**What the task asks:** In the material below, repeat only the lines from the one that holds "the man's mouth." through the final line, exactly as they stand.
------ Records to process ------
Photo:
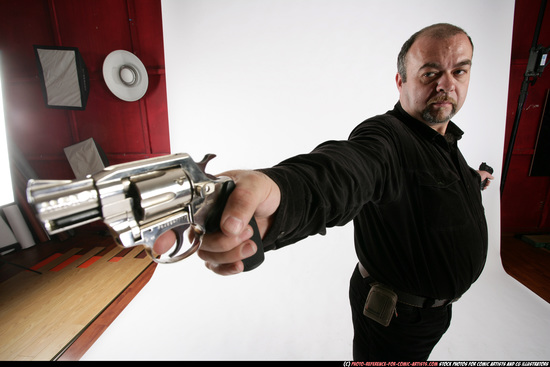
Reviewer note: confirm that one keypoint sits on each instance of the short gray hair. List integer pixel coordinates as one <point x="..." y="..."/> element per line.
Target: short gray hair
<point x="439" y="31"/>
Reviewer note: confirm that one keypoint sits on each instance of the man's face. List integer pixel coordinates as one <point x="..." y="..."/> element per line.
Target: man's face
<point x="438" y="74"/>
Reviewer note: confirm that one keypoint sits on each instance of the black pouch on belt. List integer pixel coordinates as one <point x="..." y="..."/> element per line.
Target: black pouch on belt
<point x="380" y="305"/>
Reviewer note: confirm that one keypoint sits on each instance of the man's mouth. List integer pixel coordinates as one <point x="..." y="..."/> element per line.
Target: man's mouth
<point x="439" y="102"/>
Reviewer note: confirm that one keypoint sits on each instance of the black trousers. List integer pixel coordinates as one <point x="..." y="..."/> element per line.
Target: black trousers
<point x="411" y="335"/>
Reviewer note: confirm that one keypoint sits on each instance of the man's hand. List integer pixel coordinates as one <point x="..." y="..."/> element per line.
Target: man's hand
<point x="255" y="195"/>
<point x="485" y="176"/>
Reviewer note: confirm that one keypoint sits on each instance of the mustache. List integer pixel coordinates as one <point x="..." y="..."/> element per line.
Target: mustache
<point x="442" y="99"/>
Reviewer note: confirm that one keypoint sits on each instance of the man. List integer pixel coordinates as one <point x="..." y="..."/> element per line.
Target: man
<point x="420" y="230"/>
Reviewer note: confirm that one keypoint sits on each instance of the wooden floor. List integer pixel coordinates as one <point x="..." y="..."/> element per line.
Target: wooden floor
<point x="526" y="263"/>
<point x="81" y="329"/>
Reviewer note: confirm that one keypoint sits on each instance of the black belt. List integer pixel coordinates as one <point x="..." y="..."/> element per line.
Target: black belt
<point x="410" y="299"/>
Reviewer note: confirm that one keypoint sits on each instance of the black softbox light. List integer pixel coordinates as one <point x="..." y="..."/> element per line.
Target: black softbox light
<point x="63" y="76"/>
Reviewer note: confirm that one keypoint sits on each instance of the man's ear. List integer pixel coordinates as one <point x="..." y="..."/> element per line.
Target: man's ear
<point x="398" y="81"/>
------
**Task solution:**
Reviewer note: confirm that one keypoint sits on each instance of the man's mouth. List integer pixel coordinates as one <point x="..." y="..."/> element per line.
Target: man's mouth
<point x="439" y="102"/>
Reviewer note: confirm that one keypoint sits on each instance of the black trousers. List integer pixel coordinates as one <point x="..." y="..."/> element per line.
Target: black trousers
<point x="411" y="335"/>
Reviewer note: confirm that one keypoint sits on each instance of the man's hand. List integer pixel coordinates as one <point x="..." y="..."/> element per line.
Target: man's hand
<point x="255" y="195"/>
<point x="485" y="176"/>
Reviewer note: confirm that one keypoint sits on each instance of the mustache. List integer pixel coordinates as one <point x="..." y="..."/> element per line.
Target: mustache
<point x="442" y="99"/>
Reviewer note: confirm that one keypoint sits on each instance of the man. List integer pixel coordinates as one <point x="..." y="..."/> element per line.
Target: man
<point x="420" y="230"/>
Reviewer note: confirm that one keypoint sits on each instance of the wooden floor. List integer pixel coordinates as one <point x="..." y="..."/> element per line.
Target: wooden floor
<point x="526" y="263"/>
<point x="81" y="329"/>
Reviewer note: confirm that one keypoint sits on each instance of the black belt. List integer pixel coordinates as one <point x="..." y="..."/> element per line.
Target: black belt
<point x="410" y="299"/>
Reviewer note: confirm that one keypoint sits on each instance of the black softbox light. List integer pixel coordinates as one <point x="..." y="..."/> element per line.
Target: black softbox light
<point x="63" y="76"/>
Reviewer note: confirm that one keypoint sits on each instance of the man's ear. List integer pixel coordinates as one <point x="..." y="..."/> element per line.
Target: man's ear
<point x="398" y="81"/>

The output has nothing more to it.